Photo-based referring expression data:
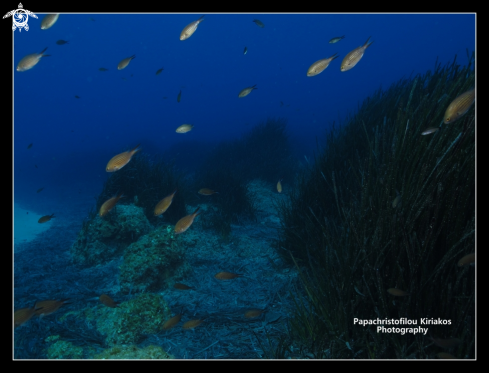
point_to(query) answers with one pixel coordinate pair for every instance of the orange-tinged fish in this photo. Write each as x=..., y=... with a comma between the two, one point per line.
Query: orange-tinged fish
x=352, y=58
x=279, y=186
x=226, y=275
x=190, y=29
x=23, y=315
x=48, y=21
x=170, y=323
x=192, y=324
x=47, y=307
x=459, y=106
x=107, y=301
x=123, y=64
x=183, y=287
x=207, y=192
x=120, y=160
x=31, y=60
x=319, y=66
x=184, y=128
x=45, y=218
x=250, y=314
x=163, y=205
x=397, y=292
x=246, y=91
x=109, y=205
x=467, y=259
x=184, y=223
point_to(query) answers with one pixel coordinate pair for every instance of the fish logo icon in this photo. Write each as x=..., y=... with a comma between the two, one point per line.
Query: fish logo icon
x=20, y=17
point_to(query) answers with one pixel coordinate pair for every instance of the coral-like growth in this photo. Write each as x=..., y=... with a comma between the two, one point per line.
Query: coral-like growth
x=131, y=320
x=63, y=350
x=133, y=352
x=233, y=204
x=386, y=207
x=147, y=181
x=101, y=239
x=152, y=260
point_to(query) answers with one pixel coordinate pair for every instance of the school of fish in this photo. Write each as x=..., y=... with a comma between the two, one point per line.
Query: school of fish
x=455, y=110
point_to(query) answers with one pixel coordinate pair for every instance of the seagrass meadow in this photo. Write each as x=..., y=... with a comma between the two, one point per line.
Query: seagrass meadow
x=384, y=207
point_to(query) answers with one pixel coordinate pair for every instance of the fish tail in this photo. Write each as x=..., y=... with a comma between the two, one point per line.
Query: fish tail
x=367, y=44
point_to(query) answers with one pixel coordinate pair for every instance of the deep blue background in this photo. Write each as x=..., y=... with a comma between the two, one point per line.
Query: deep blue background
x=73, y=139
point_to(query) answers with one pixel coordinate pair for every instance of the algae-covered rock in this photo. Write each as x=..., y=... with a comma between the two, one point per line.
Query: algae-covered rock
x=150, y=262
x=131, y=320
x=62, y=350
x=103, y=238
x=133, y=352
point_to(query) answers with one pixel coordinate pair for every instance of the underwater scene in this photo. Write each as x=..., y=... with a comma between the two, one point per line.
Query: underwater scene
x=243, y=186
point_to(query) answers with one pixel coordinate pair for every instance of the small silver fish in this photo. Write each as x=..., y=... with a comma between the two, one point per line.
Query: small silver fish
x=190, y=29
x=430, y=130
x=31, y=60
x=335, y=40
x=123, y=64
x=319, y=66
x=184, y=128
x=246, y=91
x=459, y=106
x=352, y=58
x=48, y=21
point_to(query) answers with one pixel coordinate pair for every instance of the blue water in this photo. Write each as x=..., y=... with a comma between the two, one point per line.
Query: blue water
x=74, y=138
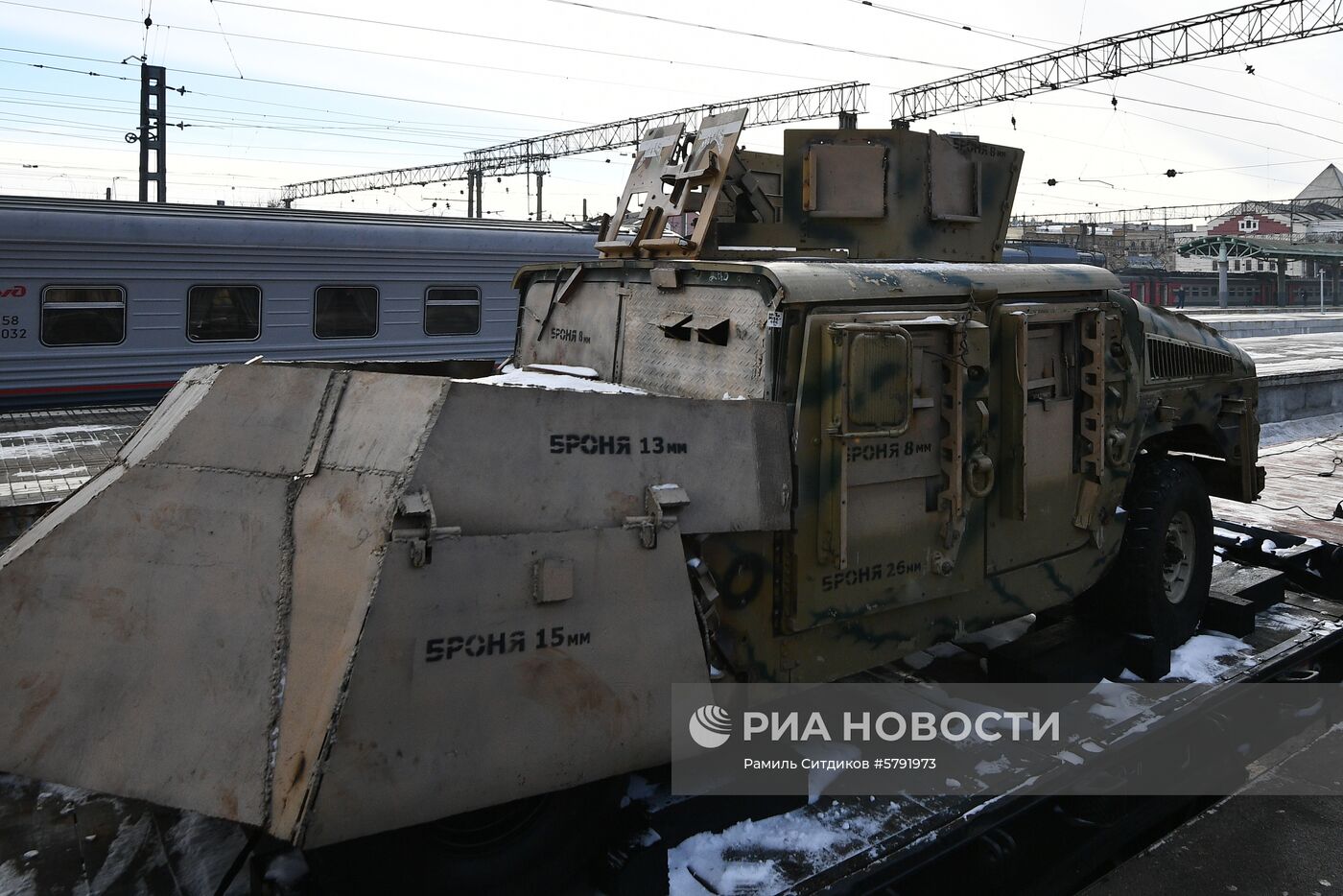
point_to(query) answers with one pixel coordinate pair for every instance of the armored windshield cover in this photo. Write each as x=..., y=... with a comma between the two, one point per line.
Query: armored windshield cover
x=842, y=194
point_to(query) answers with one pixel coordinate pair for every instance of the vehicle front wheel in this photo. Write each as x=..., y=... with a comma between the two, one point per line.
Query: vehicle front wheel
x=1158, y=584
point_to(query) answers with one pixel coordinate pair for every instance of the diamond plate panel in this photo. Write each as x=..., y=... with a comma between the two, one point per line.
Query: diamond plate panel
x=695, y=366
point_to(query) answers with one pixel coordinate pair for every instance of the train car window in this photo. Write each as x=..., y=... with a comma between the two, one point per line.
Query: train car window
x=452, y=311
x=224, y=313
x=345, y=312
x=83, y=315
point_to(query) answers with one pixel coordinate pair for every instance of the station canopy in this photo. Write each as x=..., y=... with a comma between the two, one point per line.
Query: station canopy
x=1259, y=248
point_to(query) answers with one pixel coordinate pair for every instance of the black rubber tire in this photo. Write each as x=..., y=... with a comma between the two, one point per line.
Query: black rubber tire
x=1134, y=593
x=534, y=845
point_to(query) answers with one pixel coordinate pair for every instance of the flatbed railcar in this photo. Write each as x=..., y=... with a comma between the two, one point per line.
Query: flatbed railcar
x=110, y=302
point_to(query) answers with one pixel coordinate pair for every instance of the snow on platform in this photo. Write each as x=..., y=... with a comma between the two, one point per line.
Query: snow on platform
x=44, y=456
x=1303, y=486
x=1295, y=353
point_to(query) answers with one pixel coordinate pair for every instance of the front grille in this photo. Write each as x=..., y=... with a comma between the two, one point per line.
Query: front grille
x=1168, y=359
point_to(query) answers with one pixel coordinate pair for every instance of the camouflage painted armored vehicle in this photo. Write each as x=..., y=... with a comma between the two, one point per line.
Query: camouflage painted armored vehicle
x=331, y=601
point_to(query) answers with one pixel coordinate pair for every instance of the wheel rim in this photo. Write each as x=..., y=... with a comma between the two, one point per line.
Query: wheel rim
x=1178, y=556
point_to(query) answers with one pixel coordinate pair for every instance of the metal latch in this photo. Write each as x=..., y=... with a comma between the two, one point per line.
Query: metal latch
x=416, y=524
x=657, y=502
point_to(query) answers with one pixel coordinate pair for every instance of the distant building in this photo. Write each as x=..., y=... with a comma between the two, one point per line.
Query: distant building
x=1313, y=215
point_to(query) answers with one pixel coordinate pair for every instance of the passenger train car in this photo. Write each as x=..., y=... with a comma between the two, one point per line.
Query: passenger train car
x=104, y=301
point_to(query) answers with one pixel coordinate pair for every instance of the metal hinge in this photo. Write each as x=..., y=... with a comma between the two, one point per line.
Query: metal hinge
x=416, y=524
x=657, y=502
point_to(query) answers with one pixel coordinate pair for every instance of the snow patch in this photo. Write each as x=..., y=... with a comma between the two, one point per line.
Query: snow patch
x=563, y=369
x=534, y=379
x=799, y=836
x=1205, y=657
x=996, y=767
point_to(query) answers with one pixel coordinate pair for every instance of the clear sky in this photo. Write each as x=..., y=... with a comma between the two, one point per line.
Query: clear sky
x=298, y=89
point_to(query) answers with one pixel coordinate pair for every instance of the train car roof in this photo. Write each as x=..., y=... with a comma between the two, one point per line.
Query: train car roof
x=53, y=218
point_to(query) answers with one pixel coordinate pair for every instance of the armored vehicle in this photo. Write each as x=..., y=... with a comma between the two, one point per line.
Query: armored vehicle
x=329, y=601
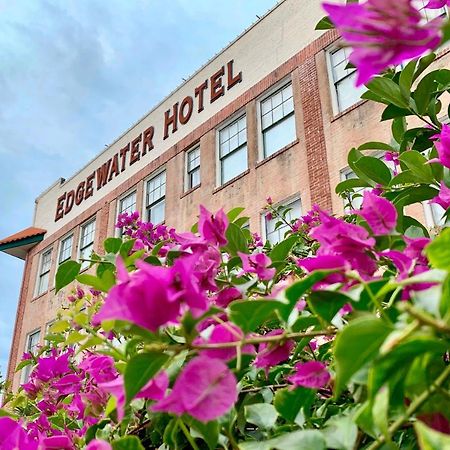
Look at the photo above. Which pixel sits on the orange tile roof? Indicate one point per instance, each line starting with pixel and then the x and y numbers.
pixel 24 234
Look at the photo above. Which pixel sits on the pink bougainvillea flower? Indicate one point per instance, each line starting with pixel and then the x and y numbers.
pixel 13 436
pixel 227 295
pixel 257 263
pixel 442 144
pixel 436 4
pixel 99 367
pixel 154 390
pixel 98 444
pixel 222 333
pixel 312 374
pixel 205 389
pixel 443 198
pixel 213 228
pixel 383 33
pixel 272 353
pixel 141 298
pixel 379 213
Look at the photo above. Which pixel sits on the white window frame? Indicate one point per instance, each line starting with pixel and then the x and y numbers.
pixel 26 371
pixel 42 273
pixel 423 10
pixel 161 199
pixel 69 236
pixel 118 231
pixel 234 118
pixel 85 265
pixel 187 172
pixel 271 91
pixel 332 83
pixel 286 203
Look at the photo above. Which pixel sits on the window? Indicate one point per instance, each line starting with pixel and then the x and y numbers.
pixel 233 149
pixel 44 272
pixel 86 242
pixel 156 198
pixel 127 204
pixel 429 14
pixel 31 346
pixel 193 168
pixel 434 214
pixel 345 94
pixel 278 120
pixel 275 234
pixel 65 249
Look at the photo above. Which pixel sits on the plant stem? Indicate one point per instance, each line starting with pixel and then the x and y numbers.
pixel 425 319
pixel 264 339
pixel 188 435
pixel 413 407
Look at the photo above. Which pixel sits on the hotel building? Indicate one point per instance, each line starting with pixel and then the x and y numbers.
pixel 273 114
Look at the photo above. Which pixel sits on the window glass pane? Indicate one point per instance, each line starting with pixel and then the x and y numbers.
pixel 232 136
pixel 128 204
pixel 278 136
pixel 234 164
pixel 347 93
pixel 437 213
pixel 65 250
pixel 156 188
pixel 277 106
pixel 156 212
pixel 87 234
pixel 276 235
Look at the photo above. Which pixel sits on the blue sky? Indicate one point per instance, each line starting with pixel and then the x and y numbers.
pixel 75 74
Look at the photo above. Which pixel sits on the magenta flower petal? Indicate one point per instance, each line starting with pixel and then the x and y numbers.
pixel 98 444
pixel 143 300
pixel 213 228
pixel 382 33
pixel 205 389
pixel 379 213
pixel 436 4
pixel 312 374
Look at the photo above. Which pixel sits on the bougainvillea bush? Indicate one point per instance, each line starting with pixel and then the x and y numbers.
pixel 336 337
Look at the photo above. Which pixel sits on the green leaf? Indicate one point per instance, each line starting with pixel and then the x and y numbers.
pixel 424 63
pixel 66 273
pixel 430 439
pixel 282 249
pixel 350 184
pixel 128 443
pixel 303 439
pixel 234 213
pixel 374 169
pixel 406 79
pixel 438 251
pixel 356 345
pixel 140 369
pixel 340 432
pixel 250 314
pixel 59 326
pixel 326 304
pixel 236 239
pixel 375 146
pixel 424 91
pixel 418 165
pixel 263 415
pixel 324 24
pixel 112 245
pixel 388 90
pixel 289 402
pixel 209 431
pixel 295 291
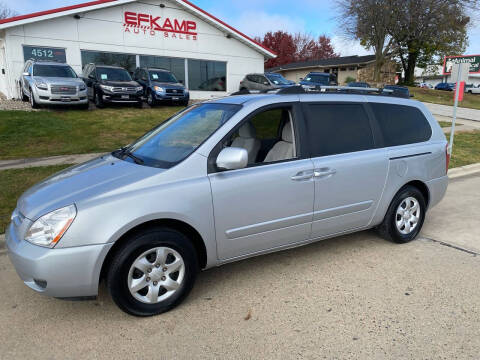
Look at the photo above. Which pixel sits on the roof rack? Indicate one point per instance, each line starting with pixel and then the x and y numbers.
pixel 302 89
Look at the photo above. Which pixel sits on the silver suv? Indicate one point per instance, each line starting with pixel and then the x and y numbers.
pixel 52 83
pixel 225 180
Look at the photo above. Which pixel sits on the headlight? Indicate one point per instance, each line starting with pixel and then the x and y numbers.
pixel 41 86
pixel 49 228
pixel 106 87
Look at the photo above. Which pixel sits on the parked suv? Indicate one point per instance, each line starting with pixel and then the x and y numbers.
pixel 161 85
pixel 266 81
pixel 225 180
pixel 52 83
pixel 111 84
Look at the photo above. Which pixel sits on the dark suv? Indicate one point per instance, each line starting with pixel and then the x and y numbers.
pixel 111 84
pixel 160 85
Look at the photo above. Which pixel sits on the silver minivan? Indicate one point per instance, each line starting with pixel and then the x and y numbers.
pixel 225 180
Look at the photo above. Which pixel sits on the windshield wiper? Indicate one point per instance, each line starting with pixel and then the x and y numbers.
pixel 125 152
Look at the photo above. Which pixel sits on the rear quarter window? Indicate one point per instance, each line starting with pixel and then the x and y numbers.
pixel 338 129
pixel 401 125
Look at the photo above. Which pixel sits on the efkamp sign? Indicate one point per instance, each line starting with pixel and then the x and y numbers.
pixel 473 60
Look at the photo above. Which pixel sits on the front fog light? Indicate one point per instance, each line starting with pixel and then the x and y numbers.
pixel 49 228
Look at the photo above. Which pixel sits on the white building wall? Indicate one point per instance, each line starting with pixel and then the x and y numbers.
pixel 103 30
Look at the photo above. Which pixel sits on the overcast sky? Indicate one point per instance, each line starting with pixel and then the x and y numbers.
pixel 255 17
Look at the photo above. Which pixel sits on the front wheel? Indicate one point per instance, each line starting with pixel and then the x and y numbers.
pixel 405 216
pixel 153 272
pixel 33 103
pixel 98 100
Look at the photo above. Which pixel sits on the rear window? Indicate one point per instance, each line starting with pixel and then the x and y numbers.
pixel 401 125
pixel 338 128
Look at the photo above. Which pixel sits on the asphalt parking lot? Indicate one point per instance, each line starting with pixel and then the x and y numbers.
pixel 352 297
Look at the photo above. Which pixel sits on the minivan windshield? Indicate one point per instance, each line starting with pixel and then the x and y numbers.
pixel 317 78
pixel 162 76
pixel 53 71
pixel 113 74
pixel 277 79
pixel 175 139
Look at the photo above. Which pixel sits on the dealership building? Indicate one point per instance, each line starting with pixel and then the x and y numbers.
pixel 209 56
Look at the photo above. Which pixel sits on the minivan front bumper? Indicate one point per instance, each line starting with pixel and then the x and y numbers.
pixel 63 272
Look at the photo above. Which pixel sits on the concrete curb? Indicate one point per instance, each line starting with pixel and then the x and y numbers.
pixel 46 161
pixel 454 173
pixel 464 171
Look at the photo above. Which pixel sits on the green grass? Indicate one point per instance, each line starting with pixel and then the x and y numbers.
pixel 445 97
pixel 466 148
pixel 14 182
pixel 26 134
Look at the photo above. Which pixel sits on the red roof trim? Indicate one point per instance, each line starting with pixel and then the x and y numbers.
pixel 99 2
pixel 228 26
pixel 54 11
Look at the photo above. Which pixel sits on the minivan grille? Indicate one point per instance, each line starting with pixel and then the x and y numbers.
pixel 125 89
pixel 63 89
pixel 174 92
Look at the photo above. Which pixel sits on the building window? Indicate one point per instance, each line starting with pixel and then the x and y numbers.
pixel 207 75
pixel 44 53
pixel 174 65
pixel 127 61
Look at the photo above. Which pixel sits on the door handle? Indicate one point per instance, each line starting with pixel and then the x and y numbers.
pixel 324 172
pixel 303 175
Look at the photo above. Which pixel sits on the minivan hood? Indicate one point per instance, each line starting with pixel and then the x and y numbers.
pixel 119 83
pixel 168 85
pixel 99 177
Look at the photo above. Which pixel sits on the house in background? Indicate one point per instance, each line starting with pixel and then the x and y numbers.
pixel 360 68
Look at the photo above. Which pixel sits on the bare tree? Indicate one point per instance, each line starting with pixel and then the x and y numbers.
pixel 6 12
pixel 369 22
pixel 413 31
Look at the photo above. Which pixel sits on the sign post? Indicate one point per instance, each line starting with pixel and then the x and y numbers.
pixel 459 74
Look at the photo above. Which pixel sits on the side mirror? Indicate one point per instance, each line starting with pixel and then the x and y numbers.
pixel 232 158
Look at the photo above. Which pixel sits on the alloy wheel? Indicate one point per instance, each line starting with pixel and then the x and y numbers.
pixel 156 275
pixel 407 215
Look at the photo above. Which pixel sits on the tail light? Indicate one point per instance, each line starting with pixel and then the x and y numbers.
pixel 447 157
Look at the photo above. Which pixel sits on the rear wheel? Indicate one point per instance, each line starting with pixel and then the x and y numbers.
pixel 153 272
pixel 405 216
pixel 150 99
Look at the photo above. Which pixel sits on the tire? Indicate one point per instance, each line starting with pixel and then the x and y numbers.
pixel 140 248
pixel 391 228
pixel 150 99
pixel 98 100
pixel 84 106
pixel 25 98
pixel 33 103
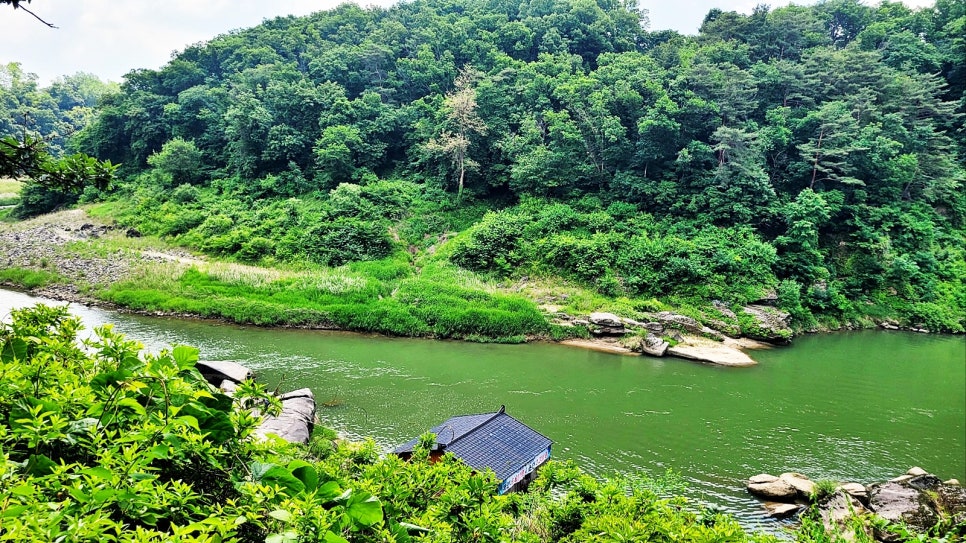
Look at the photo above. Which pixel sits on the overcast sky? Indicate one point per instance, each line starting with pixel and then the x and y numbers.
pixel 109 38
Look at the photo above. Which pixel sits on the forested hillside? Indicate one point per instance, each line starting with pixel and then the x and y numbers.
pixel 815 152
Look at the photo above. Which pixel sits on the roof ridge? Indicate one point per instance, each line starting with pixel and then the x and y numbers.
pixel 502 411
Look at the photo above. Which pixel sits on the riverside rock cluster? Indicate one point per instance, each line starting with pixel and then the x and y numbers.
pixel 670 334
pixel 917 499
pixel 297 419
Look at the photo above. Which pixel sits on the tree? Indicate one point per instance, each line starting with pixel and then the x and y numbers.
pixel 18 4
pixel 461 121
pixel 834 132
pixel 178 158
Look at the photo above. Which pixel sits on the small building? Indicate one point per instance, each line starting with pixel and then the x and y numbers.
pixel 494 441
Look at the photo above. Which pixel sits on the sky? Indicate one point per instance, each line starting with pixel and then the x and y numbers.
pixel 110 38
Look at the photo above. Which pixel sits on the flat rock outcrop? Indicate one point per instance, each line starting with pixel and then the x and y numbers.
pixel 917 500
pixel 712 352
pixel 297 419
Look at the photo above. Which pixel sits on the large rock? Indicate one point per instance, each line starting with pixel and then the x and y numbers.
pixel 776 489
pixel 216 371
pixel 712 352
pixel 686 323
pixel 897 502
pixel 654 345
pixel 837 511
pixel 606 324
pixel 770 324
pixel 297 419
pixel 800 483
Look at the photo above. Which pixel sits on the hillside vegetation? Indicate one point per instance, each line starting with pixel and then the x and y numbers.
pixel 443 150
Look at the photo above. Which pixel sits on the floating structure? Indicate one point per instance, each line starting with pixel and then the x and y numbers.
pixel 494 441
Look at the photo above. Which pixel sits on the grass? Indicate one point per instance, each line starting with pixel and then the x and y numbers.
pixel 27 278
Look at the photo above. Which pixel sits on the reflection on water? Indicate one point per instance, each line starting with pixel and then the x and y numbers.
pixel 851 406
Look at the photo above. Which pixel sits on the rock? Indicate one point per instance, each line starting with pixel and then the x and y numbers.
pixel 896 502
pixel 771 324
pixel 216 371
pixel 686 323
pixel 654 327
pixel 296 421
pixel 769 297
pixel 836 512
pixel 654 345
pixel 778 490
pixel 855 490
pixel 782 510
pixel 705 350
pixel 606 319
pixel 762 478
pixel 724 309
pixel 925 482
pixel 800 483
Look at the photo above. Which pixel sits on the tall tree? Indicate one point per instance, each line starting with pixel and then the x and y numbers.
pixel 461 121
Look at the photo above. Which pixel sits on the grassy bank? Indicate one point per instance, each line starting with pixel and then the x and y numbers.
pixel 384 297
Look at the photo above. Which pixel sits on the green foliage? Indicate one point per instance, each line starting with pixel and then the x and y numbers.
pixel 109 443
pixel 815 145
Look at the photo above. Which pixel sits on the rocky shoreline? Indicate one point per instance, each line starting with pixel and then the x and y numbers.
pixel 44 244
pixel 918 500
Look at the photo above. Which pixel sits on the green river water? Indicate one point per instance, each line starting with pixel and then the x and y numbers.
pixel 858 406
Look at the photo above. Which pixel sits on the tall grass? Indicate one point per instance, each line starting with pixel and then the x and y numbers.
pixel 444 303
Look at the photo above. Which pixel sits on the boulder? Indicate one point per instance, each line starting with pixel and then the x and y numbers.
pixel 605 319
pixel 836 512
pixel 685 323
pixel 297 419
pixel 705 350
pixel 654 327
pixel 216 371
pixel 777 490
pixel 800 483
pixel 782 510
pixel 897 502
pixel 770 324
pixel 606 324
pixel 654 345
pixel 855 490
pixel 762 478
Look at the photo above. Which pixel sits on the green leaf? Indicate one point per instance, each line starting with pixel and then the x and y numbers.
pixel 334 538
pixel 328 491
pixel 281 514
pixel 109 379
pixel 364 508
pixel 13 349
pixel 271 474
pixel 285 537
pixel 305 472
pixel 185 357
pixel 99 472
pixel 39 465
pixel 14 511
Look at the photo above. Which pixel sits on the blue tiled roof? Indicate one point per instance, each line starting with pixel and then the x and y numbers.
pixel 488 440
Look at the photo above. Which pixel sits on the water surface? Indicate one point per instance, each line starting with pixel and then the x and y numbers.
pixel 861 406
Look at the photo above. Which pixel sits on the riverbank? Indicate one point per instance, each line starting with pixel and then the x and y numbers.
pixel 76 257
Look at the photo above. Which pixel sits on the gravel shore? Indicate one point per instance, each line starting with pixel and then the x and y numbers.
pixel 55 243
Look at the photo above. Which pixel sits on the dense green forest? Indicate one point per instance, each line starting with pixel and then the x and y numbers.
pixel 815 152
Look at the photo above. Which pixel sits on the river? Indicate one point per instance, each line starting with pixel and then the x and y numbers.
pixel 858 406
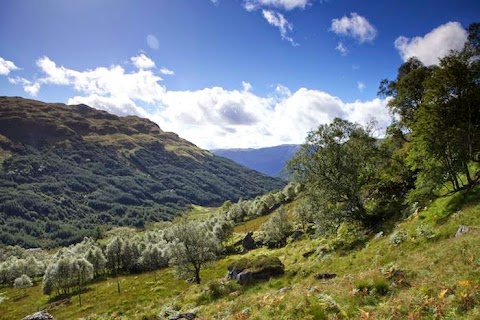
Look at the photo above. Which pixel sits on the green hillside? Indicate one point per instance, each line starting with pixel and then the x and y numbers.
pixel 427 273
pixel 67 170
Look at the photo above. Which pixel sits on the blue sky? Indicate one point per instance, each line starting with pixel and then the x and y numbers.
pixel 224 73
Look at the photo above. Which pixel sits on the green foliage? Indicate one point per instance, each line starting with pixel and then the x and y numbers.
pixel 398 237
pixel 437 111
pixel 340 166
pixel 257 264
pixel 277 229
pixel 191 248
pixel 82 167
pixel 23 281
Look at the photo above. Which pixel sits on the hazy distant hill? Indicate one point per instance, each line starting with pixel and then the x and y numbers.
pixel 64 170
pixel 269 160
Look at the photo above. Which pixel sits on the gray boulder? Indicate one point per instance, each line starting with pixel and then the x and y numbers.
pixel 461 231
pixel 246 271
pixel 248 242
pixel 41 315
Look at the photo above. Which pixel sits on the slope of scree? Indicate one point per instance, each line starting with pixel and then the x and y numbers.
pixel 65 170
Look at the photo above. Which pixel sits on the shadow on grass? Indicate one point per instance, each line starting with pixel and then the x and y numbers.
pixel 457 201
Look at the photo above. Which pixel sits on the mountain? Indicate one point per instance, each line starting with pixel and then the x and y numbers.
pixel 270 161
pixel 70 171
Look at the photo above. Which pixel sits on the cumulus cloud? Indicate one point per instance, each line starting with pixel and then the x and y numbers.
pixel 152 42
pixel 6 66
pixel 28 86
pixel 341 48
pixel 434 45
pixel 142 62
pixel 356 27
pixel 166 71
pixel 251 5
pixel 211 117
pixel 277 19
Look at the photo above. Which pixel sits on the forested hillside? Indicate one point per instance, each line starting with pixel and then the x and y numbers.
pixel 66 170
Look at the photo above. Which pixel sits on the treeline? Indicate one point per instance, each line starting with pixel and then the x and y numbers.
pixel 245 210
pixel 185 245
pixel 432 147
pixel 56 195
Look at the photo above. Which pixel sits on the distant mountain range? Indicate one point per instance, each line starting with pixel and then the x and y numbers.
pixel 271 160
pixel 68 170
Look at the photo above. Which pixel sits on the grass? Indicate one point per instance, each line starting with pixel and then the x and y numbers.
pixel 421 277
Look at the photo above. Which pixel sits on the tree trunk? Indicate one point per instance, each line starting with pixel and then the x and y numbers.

[Exercise brief]
Take the lines above from the one containing "Query: underwater scene" to the one containing "of the small" and retype them exactly, both ends included, with nothing added.

[The completed task]
Query: underwater scene
x=243, y=186
point_to(query) answers with one pixel coordinate pair for every instance of the small silver fish in this photo. Write each as x=..., y=... with a comma between the two, one point per line.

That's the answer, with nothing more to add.